**SUPPLIED RECORDS**:
::::
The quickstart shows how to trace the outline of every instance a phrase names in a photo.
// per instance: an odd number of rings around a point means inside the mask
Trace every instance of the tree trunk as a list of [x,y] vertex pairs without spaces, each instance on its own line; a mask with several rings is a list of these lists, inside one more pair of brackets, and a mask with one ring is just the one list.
::::
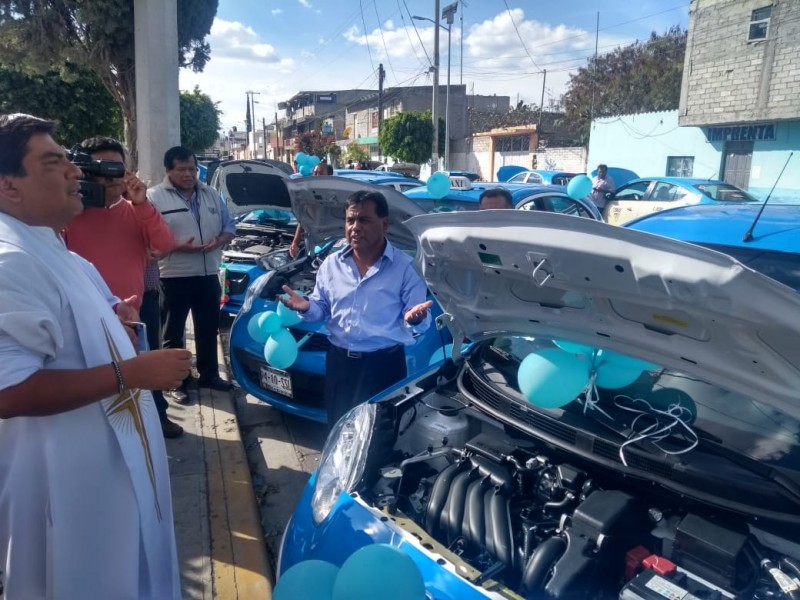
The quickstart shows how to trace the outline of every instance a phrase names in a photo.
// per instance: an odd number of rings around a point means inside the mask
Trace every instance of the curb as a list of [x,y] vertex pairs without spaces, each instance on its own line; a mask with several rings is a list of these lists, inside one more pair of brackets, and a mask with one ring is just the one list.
::::
**TASK TO COMPLETE**:
Pick out every line above that contains the word "list" and copy it.

**RESPONSE**:
Trace every instance of the tree trunk as a list of [x,y] vertex pairs without spaces, each instance on its own line; a mask with several rings is a list of these lists, inside one more pair of brackets, and a mask with one ring is just the one list.
Trace every instance of the curb as a list of [x,y] vertex pairs without spaces, each instance on its own line; a mask with several rings is a list of these lists, inside one more pair of brackets, and a mask with one ring is just the one list.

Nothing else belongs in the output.